(begin)

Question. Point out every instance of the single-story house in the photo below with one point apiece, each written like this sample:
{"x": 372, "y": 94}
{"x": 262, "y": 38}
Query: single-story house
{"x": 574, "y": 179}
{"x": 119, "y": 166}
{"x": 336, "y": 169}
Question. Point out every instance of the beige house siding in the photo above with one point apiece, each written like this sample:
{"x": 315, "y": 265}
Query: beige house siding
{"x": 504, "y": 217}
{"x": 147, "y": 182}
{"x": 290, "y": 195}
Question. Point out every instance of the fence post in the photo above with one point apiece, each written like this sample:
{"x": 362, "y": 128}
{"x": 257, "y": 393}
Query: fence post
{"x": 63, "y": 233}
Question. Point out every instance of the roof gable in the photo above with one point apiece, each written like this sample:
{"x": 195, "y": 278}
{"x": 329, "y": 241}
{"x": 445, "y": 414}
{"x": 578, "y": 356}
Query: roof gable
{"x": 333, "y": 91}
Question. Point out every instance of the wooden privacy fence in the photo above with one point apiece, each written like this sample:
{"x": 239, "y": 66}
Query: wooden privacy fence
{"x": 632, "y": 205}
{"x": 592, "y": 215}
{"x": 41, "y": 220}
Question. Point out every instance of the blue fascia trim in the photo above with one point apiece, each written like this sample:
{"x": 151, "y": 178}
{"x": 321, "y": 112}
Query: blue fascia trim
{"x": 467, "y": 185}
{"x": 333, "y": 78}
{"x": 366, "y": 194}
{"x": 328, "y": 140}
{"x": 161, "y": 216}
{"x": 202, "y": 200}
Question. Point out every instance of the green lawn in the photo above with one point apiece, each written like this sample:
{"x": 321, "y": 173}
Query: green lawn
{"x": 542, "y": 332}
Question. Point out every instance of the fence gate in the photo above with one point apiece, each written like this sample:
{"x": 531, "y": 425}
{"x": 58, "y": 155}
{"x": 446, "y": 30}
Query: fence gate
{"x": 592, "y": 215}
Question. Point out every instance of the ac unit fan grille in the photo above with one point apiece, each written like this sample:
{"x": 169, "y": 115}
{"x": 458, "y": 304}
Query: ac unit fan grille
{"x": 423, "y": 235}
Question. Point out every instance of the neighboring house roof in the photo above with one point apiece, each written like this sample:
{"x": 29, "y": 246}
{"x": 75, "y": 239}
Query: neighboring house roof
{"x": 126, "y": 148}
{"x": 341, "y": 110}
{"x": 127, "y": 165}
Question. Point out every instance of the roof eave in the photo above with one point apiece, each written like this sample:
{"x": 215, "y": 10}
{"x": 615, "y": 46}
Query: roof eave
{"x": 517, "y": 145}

(end)

### SHORT PROBLEM
Return all of the records above word for word, leaving out nothing and changing nothing.

### SOLUTION TO THIS EXERCISE
Question. Point out every instance of the single-story house in the photo below with one point apiece, each written like this sample:
{"x": 372, "y": 94}
{"x": 262, "y": 38}
Query: single-story house
{"x": 574, "y": 179}
{"x": 119, "y": 166}
{"x": 336, "y": 169}
Question. Point out every instance of the beige house siding in the photo above with one point apiece, each written like this sample:
{"x": 315, "y": 265}
Query: beige house siding
{"x": 504, "y": 217}
{"x": 147, "y": 182}
{"x": 290, "y": 195}
Question. Point out every instance of the fence post in the photo above with one point apiece, each written like this sample:
{"x": 362, "y": 128}
{"x": 257, "y": 393}
Query: fence post
{"x": 63, "y": 233}
Question. Point out every instance of the roof gable in the photo above with one point apiece, each written like this sample:
{"x": 195, "y": 278}
{"x": 329, "y": 241}
{"x": 445, "y": 414}
{"x": 578, "y": 356}
Query: roof gable
{"x": 333, "y": 91}
Question. Point out every instance of the wooden privacy fence in the photo above with one point apiece, each written like this sample:
{"x": 239, "y": 66}
Query: wooden privacy fence
{"x": 632, "y": 205}
{"x": 592, "y": 215}
{"x": 41, "y": 220}
Question. Point out every instance of the blue fascia trim in the photo above with one point apiece, each written like this sample:
{"x": 151, "y": 178}
{"x": 321, "y": 112}
Query: blue fascia trim
{"x": 467, "y": 185}
{"x": 333, "y": 78}
{"x": 366, "y": 194}
{"x": 328, "y": 140}
{"x": 161, "y": 216}
{"x": 202, "y": 200}
Question. Point out every instance of the green lawn in the photo above with one point apiece, each written like this sample:
{"x": 321, "y": 173}
Query: green lawn
{"x": 542, "y": 332}
Question. Point out every instance of the fence gate in the photo above with one point apiece, each written like this sample:
{"x": 531, "y": 425}
{"x": 58, "y": 155}
{"x": 446, "y": 30}
Query: fence gate
{"x": 592, "y": 215}
Question. Point out every instance of the ac unit fan grille in the photo above with one point apiece, each written like this sample:
{"x": 169, "y": 115}
{"x": 458, "y": 304}
Query: ac unit fan grille
{"x": 423, "y": 235}
Question. Point out every instance of the neighboring house roof in the photo above with one point apiece, each written like this sample:
{"x": 29, "y": 246}
{"x": 75, "y": 239}
Query: neighboring house roof
{"x": 126, "y": 148}
{"x": 341, "y": 110}
{"x": 127, "y": 165}
Question. Point out every instance of the roof eave in the photo above with one point apiece, each written like this sample:
{"x": 215, "y": 10}
{"x": 615, "y": 46}
Query: roof eave
{"x": 517, "y": 145}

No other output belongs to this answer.